* [AIM OF THE EXERCISE]:
Each line below must be set down exactly; omit any image you find.

* [RECORDED DATA]:
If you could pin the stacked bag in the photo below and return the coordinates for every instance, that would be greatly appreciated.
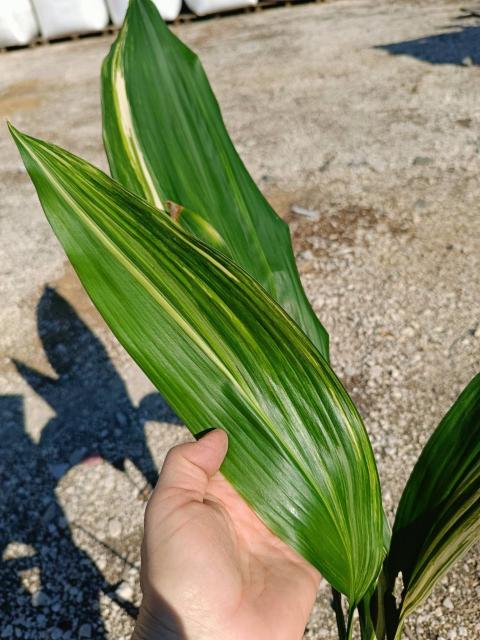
(21, 21)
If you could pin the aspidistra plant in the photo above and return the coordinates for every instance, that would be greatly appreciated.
(194, 273)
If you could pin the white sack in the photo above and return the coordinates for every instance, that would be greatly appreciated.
(63, 17)
(169, 9)
(17, 23)
(204, 7)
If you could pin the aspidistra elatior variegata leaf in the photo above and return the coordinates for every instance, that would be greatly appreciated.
(165, 140)
(223, 353)
(438, 518)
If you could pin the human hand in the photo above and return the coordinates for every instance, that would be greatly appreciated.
(211, 570)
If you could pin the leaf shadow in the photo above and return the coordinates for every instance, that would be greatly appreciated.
(94, 415)
(459, 47)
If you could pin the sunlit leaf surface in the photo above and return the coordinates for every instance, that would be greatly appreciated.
(223, 353)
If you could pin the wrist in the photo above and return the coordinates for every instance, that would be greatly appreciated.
(164, 625)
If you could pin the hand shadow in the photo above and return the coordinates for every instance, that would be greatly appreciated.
(94, 414)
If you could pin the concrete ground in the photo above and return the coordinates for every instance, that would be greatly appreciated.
(367, 112)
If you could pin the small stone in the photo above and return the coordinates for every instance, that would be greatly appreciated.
(421, 161)
(40, 599)
(85, 631)
(306, 255)
(58, 470)
(77, 456)
(311, 214)
(124, 591)
(114, 528)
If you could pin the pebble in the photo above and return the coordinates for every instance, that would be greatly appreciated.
(306, 255)
(58, 470)
(124, 591)
(77, 456)
(311, 214)
(421, 161)
(114, 528)
(40, 599)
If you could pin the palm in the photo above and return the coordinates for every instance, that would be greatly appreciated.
(211, 555)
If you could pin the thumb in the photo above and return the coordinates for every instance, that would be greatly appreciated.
(188, 467)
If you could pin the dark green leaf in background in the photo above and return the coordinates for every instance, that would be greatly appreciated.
(166, 140)
(438, 517)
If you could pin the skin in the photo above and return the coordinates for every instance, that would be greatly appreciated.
(210, 568)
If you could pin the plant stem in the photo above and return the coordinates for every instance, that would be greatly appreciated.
(350, 623)
(337, 607)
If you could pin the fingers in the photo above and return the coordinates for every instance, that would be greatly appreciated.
(188, 467)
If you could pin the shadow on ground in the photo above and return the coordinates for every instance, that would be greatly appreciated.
(94, 416)
(460, 47)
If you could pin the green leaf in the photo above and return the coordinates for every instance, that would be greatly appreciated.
(165, 140)
(438, 517)
(223, 352)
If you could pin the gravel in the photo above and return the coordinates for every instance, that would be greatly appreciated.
(336, 110)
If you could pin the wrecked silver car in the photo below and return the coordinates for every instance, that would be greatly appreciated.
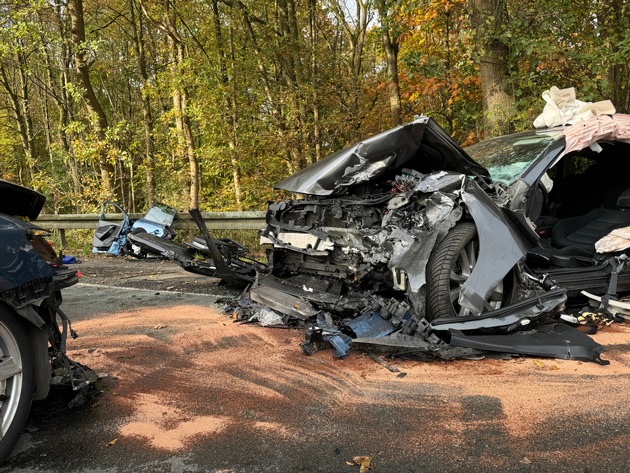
(33, 327)
(407, 243)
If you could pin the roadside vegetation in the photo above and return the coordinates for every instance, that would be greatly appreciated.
(209, 103)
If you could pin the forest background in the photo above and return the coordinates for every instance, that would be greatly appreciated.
(209, 103)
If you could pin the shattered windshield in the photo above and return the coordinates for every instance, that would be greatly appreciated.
(508, 157)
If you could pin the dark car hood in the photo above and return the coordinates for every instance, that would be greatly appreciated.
(18, 200)
(420, 145)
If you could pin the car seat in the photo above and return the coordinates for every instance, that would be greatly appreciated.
(583, 231)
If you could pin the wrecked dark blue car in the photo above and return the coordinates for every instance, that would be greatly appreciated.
(33, 327)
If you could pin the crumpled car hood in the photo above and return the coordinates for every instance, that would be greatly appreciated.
(421, 145)
(18, 200)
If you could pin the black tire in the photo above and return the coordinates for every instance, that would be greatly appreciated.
(17, 379)
(448, 269)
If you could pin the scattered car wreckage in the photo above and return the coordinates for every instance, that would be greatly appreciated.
(407, 244)
(153, 235)
(33, 327)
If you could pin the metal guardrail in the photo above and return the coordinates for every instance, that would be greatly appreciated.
(252, 220)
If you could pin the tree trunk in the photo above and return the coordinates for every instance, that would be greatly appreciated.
(488, 17)
(391, 53)
(93, 106)
(20, 120)
(147, 113)
(186, 145)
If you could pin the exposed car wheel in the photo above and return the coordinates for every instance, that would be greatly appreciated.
(448, 269)
(17, 380)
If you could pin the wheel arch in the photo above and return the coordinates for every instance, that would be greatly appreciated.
(38, 339)
(501, 246)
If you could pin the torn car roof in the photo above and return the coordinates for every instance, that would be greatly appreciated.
(420, 145)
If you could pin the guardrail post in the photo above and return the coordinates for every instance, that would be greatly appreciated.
(62, 238)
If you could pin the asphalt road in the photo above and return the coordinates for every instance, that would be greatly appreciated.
(190, 391)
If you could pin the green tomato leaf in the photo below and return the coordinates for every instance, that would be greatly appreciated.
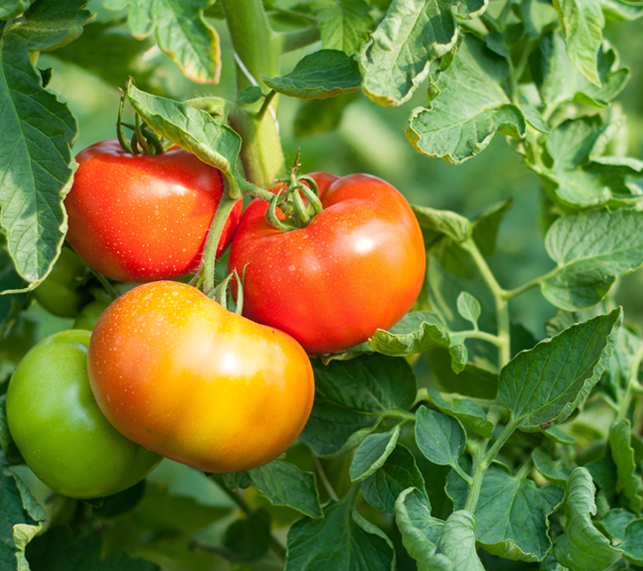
(554, 470)
(440, 438)
(182, 34)
(250, 537)
(582, 23)
(512, 513)
(416, 332)
(321, 115)
(121, 56)
(582, 547)
(472, 381)
(420, 531)
(534, 118)
(632, 543)
(286, 485)
(577, 178)
(22, 519)
(591, 249)
(619, 369)
(398, 473)
(350, 396)
(470, 106)
(485, 227)
(458, 541)
(51, 25)
(629, 482)
(616, 521)
(345, 25)
(438, 223)
(469, 9)
(56, 550)
(543, 386)
(372, 453)
(320, 75)
(467, 411)
(396, 60)
(10, 9)
(342, 539)
(36, 163)
(558, 80)
(469, 307)
(193, 129)
(622, 11)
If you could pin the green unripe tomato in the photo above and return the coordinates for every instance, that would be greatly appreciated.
(89, 314)
(59, 429)
(59, 293)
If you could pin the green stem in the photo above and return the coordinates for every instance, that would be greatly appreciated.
(631, 383)
(507, 431)
(460, 472)
(476, 485)
(266, 103)
(502, 309)
(258, 50)
(510, 294)
(206, 278)
(502, 17)
(292, 41)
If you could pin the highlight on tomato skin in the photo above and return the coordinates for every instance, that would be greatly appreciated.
(176, 372)
(137, 218)
(358, 266)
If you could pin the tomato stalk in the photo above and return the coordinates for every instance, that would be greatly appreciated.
(258, 50)
(205, 276)
(499, 296)
(142, 136)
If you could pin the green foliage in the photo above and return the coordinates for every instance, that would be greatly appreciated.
(321, 75)
(182, 33)
(458, 127)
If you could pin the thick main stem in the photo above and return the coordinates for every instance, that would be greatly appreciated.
(258, 50)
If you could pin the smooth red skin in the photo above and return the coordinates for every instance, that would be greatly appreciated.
(177, 373)
(138, 218)
(358, 266)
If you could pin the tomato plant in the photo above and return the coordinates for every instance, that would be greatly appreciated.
(90, 314)
(149, 216)
(176, 372)
(59, 429)
(477, 382)
(316, 282)
(60, 293)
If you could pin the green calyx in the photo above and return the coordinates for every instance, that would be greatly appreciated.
(290, 201)
(143, 140)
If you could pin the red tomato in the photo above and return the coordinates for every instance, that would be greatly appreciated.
(137, 218)
(358, 266)
(177, 373)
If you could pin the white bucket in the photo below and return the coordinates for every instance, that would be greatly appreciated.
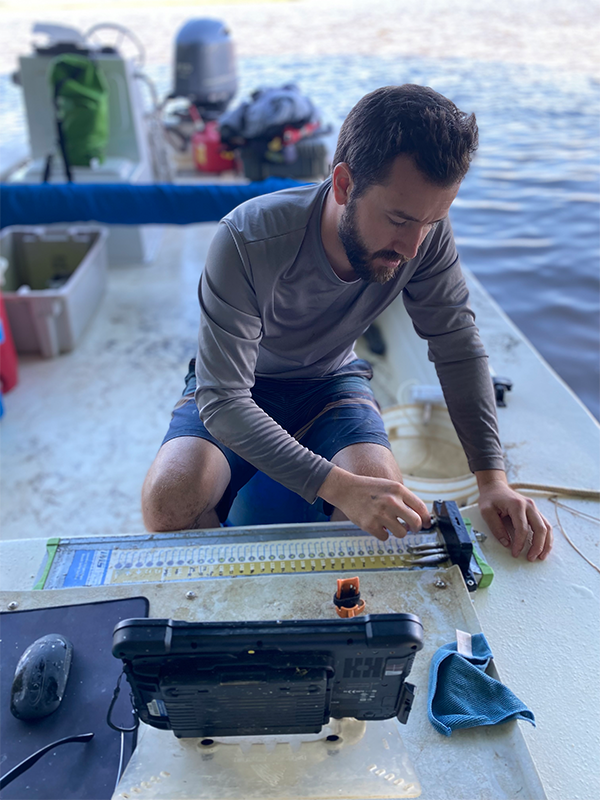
(429, 453)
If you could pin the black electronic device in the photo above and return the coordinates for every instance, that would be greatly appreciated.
(205, 679)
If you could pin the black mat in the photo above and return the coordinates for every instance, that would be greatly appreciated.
(72, 771)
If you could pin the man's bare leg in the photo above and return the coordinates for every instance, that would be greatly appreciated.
(366, 458)
(184, 484)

* [FULL SOLUTION]:
If you could pin the stacked bag in the photo below and return the coordinates for every instance, that would be greatly appreciated.
(21, 21)
If you could pin the aspidistra plant in the photo above and return the coordinates for every instance, that would be greatly appreciated.
(194, 273)
If you could pin the white sack in the photo above and return the coordinates for every instance, that would be greatly appreciated.
(63, 17)
(169, 9)
(17, 23)
(204, 7)
If you could pin the aspidistra elatior variegata leaf in the photo above and return the coordinates for every instance, that would be greatly appreciated.
(165, 140)
(223, 353)
(438, 518)
If you could pin the human hand in the photo above and return the coordinates for every instance, that would be greatly appreciated.
(211, 570)
If you could pin the leaf shadow in the photo above and return the coordinates for every instance, that would be greatly appreciated.
(94, 415)
(459, 47)
If you could pin the sunlit leaf surface in the photo above and return the coordinates for every instance, that would be greatly appreciated.
(223, 353)
If you could pin the wrist in the photo above and return the coordinates for every instance, that would be greatly appreciated.
(164, 625)
If you could pin the hand shadow in the photo above and return the coordinates for every instance, that would be greatly appreciated.
(94, 414)
If you could pin the concrete ground in the photo above and return the coordinates for every instance, that would be greatly appreciated.
(367, 112)
If you could pin the small stone in the photo above and return the coordinates for every instance, that would be greatly appreciated.
(421, 161)
(40, 599)
(85, 631)
(306, 255)
(58, 470)
(77, 456)
(311, 214)
(124, 591)
(114, 528)
If you could pin the pebble in the photo above and return the coordinates for every instance, that would be greatly appreciated.
(306, 255)
(58, 470)
(124, 591)
(77, 456)
(311, 214)
(421, 161)
(114, 528)
(40, 599)
If you could pin the palm in the photo above and return the coordinates for every instance, that would be greatly appreciated.
(211, 555)
If you could pin the thumb in the photo above and return the coordinates for every instance, that would be greatly appreciated.
(188, 467)
If you could pin the dark green leaf in background in the photo above and return the coordinates for every instance, that would be greatly appreciated.
(166, 140)
(438, 517)
If you could pin the skin in the photo above and return the coordinates for every instance, that would be greatly appreciated.
(210, 568)
If you could pin the plant stem in the photo above and return the coordinates for every instance, that would be greatly appreciated.
(350, 623)
(337, 607)
If you could pin the fingers in the photo above and return the coordinates for every instance, that would be greatly appreciated.
(188, 467)
If you could pin the shadow on ground in the photo above and return the coordinates for every instance, that would be greatly appreciated.
(94, 416)
(460, 47)
If you could pin the green leaf in the photo above and return the coordinates for every instance, that would be greatly appreciated.
(165, 140)
(438, 517)
(223, 352)
If you could pin the gravel in the photo above and return the coordinates for every instance, that would be greatly appreciated.
(336, 110)
If you could pin the wrecked silver car in the photo below and return the coordinates for every instance, that would be greatly appreciated.
(33, 327)
(407, 243)
If you could pin the roadside vegetation in the photo above and return the coordinates for every instance, that would be greatly appreciated.
(209, 103)
If you could pin the forest background in the photo above and return the coordinates for every instance, that would be greatly appreciated.
(209, 103)
If you could pin the shattered windshield in the photo above and return the coordinates for every instance, that would be greatly appreciated.
(508, 157)
If you could pin the dark car hood in the photo above and return the coordinates for every instance, that would be greatly appreciated.
(18, 200)
(420, 145)
If you could pin the car seat in the photo above and return the coordinates for every instance, that would be greatly appreciated.
(583, 231)
If you could pin the wrecked dark blue car in the photo above and return the coordinates for every instance, that would be greatly appreciated.
(33, 327)
If you could pin the crumpled car hood in the photo above and return the coordinates for every instance, that would be greatly appreciated.
(421, 145)
(18, 200)
If you could pin the black tire in the photo above and return the coordinates for every instance, that would be greatly appreciated.
(17, 379)
(448, 269)
If you could pin the scattered car wreckage in the photo above and return the coordinates for every instance, that would be greatly appreciated.
(407, 244)
(153, 235)
(33, 327)
If you could pin the metal guardrail in the photo above and return the coordinates for every instance, that would be greatly appreciated.
(252, 220)
If you could pin the tree trunk in the photo above and return the coordinates for every instance, that would be greatly appreciated.
(488, 17)
(391, 53)
(93, 106)
(20, 120)
(147, 113)
(186, 145)
If you could pin the exposed car wheel in the photo above and return the coordinates for every instance, that would be greatly appreciated.
(448, 269)
(17, 380)
If you could pin the wheel arch in the photo above and return the coordinates for every instance, that would be greatly appreciated.
(38, 339)
(501, 246)
If you could pin the torn car roof in the photo above and return the coordinates for every instance, that would be greatly appreciated.
(420, 145)
If you could pin the guardrail post in the photo above and return the coordinates for every instance, that would be greatly appreciated.
(62, 238)
If you could pin the asphalt road in the photo above and return the coordinates for every instance, that would be greatly appreciated.
(190, 391)
If you could pin the green tomato leaf in the photo below and return the coordinates for every instance, that would be greatly appreciated.
(554, 470)
(440, 438)
(182, 34)
(250, 537)
(582, 23)
(512, 513)
(416, 332)
(321, 115)
(121, 56)
(582, 547)
(472, 381)
(420, 531)
(534, 118)
(632, 543)
(286, 485)
(577, 178)
(22, 519)
(591, 249)
(619, 369)
(398, 473)
(350, 396)
(470, 106)
(485, 227)
(458, 541)
(51, 25)
(629, 482)
(616, 521)
(345, 25)
(438, 223)
(469, 9)
(56, 550)
(543, 386)
(372, 453)
(320, 75)
(467, 411)
(396, 60)
(10, 9)
(342, 539)
(36, 163)
(558, 80)
(469, 307)
(193, 129)
(622, 11)
If you could pin the green unripe tomato in the photo above and return the coordinates for every instance, that would be greatly appreciated.
(89, 314)
(59, 429)
(59, 293)
If you could pin the green stem in the photo above and return the coordinates for every instance, that would be greatly appreciated.
(631, 383)
(507, 431)
(460, 472)
(476, 485)
(266, 103)
(502, 309)
(258, 50)
(510, 294)
(206, 278)
(502, 17)
(292, 41)
If you could pin the highlight on tomato skin in the photo above and return the coordinates for every instance, that would be greatly appreciated.
(176, 372)
(137, 218)
(358, 266)
If you could pin the tomato stalk in the photo above and return the coordinates for every instance, that would be greatly appreciated.
(258, 50)
(205, 276)
(499, 296)
(142, 136)
If you could pin the green foliage in the photo above and return the coordinates for every instance, that would be greatly appreciated.
(321, 75)
(182, 33)
(458, 127)
If you could pin the thick main stem in the photo above and return the coordinates for every instance, that would be greatly appreciated.
(258, 50)
If you could pin the smooth red skin in the photo above and return the coordinates for every instance, that would be greatly appreciated.
(177, 373)
(138, 218)
(358, 266)
If you could pin the tomato plant in the photo above and return the coordinates for every instance, that would be greatly appreciated.
(90, 314)
(149, 216)
(176, 372)
(59, 429)
(477, 382)
(316, 282)
(60, 293)
If you could pin the green calyx in the photo above and return the coordinates for every instance, that would be greatly appreciated.
(290, 201)
(143, 140)
If you could pin the red tomato in the photo above and return the coordinates for every instance, that would be greatly appreciated.
(137, 218)
(358, 266)
(177, 373)
If you could pin the white bucket in the photo below and return the coordinates for every instance, that would be greatly appreciated.
(429, 453)
If you could pin the black electronic device in the photo above and return the coordinates for every instance, that would be greatly appreciated.
(205, 679)
If you could pin the black mat in the photo above and return the coordinates for every instance, that would be greatly appreciated.
(72, 771)
If you could pin the man's bare leg in the photo above and return the coordinates for every instance, that would be greatly appreciated.
(366, 458)
(184, 484)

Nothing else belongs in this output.